To do: Return only the line that contains "the blue illuminated" and each line after it, through the last line of the data below, copied exactly.
====
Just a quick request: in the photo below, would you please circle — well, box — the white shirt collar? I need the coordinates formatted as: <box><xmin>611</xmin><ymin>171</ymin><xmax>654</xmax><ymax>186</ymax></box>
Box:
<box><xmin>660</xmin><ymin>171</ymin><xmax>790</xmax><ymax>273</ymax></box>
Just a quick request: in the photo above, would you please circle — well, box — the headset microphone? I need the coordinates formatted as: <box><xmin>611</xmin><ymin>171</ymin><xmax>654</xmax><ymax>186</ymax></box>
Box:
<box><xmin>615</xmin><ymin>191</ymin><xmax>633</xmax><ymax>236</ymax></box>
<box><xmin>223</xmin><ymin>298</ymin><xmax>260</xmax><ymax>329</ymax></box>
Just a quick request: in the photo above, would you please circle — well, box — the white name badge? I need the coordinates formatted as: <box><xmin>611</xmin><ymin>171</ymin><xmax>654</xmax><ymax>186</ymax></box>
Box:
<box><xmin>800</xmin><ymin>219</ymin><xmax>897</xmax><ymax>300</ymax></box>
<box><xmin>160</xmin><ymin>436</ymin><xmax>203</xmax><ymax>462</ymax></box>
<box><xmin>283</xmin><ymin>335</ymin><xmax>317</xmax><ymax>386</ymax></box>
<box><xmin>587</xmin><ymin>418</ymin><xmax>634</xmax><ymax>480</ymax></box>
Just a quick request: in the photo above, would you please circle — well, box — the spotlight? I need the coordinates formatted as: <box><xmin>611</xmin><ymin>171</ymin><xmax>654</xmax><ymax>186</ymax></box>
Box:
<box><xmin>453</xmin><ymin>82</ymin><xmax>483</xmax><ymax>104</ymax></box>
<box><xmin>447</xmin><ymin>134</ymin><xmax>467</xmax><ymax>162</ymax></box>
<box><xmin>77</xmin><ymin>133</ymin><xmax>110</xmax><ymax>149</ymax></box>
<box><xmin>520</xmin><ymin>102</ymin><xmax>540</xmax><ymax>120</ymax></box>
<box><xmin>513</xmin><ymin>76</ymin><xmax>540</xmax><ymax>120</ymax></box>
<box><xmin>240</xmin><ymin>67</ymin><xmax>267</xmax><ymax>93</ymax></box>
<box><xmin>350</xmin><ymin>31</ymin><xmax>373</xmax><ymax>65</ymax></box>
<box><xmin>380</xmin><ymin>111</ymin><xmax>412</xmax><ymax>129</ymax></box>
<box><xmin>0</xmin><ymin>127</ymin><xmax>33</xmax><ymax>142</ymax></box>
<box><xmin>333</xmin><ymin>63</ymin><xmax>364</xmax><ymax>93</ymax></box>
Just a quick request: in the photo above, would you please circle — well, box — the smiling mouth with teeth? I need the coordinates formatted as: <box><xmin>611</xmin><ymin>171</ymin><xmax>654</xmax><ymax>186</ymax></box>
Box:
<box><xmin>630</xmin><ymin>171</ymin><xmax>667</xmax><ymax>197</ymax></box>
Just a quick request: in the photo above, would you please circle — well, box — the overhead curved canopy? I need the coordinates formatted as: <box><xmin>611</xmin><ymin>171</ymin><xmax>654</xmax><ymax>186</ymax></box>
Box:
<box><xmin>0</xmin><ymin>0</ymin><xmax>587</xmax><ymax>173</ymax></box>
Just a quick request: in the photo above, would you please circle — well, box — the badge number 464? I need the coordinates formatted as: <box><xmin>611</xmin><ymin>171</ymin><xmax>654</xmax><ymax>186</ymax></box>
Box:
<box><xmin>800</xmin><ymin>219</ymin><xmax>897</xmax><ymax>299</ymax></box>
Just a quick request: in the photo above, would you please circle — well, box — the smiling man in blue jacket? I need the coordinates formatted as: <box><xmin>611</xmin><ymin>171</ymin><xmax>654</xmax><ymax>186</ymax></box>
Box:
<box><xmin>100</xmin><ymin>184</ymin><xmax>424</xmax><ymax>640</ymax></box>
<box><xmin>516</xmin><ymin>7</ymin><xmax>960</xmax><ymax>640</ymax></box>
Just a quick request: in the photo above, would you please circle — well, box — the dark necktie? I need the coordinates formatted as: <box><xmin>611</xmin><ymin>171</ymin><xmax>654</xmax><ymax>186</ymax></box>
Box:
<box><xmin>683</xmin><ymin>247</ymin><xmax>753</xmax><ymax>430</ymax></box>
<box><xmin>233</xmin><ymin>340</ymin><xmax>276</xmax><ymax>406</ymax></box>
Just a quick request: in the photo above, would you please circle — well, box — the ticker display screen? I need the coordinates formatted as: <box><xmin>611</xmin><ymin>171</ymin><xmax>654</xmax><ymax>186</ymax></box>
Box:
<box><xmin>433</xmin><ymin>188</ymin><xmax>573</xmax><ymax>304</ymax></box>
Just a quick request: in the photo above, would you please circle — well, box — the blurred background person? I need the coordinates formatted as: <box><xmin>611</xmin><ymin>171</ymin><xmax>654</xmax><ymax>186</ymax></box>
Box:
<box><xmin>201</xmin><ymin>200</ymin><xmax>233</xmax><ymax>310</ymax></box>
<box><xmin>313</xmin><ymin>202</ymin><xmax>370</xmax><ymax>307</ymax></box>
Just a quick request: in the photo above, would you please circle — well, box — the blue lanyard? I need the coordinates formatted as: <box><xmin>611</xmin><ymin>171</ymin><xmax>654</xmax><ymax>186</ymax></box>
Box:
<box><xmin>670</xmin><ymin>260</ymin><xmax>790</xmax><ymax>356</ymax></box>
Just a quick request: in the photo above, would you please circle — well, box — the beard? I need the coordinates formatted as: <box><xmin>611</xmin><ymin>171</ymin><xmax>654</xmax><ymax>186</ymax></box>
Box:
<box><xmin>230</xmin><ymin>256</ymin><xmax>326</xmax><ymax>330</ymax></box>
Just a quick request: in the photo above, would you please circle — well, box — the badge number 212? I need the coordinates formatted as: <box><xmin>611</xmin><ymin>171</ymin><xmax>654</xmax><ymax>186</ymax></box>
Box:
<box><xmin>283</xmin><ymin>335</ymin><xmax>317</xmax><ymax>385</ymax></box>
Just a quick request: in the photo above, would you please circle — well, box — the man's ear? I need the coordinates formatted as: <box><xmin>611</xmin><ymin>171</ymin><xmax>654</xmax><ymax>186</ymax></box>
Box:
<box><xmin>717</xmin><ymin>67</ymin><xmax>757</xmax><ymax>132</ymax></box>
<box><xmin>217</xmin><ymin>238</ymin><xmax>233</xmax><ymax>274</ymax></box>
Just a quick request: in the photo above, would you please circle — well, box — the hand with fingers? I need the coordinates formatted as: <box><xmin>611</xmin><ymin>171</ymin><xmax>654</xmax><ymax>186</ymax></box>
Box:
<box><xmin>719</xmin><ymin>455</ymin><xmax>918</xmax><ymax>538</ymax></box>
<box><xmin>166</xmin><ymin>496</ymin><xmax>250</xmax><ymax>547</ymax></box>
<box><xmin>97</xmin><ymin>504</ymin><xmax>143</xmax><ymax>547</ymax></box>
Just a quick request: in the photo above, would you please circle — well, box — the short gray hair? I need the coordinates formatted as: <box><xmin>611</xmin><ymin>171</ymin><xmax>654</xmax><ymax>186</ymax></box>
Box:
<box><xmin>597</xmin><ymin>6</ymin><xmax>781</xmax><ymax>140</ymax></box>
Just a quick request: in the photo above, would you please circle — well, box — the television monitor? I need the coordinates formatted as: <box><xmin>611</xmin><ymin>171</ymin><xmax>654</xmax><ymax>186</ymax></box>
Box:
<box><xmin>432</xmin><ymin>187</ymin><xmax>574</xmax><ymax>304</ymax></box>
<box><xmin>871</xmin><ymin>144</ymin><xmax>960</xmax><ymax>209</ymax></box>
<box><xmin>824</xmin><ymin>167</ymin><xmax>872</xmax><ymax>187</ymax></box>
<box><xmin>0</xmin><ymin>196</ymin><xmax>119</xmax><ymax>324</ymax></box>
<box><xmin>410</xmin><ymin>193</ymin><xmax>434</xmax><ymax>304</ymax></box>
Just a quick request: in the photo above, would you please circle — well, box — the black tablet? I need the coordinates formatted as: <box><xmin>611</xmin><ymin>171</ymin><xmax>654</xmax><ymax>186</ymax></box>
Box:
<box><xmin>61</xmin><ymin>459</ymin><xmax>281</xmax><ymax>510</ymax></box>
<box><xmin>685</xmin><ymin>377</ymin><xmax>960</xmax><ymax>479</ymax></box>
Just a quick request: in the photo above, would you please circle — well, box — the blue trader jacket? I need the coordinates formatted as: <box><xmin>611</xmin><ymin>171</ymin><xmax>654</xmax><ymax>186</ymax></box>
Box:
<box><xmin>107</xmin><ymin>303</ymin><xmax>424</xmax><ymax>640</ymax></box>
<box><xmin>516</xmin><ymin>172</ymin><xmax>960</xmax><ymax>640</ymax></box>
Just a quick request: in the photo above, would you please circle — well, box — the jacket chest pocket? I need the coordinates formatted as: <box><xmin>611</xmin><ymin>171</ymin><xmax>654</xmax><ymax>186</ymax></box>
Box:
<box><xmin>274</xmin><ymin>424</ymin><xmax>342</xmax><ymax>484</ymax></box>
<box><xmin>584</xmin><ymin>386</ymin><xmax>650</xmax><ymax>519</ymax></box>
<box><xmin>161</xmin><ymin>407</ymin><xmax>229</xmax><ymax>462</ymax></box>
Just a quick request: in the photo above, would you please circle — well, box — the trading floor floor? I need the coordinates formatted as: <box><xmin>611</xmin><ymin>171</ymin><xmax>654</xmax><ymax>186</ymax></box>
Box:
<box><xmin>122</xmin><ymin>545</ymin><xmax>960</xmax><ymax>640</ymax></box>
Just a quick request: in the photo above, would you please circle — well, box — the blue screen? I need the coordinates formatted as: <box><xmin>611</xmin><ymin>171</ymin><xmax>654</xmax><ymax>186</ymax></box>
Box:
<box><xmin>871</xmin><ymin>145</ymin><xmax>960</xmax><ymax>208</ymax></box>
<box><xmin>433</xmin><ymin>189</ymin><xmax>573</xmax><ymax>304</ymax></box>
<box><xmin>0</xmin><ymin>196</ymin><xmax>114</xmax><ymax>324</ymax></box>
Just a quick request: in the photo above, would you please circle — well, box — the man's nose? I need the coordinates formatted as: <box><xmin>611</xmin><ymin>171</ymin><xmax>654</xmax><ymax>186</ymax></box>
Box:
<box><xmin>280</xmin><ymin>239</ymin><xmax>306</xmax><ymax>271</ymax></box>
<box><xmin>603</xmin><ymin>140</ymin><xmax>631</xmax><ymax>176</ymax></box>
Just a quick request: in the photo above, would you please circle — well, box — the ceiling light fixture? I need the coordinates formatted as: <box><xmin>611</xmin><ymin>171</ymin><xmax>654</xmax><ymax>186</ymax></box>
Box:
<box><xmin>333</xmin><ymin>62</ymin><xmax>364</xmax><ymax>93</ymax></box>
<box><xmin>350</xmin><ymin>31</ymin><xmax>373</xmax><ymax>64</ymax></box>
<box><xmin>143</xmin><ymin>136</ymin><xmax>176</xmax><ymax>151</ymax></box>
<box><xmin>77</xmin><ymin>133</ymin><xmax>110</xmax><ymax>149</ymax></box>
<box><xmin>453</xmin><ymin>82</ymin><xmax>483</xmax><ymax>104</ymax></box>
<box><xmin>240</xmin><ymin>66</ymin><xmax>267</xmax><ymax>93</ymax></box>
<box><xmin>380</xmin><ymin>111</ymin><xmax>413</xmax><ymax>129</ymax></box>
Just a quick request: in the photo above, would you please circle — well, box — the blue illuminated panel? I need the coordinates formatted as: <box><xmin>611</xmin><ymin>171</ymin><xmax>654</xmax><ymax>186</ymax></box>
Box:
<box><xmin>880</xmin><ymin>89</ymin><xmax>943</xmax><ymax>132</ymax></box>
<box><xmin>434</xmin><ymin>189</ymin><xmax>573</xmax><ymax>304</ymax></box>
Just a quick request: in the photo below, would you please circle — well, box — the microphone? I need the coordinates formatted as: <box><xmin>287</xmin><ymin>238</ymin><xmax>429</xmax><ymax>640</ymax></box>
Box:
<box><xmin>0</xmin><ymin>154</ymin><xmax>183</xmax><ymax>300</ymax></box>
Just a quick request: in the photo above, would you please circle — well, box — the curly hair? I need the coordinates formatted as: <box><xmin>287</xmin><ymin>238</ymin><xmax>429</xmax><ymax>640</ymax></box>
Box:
====
Final answer:
Just a quick request: in the photo above, would you please circle — well, box — the blue illuminated panel? I need the coordinates formatted as: <box><xmin>611</xmin><ymin>171</ymin><xmax>654</xmax><ymax>186</ymax></box>
Box:
<box><xmin>880</xmin><ymin>89</ymin><xmax>943</xmax><ymax>132</ymax></box>
<box><xmin>434</xmin><ymin>189</ymin><xmax>573</xmax><ymax>304</ymax></box>
Just a quick request: in the photo below, would you please circle — well, box — the microphone? I need the coordinates formatted as: <box><xmin>287</xmin><ymin>238</ymin><xmax>429</xmax><ymax>640</ymax></box>
Box:
<box><xmin>0</xmin><ymin>154</ymin><xmax>183</xmax><ymax>300</ymax></box>
Just a quick request: in the photo above, would you please circle — well, box — the curly hair? I need the coordinates formatted as: <box><xmin>287</xmin><ymin>238</ymin><xmax>429</xmax><ymax>640</ymax></box>
Box:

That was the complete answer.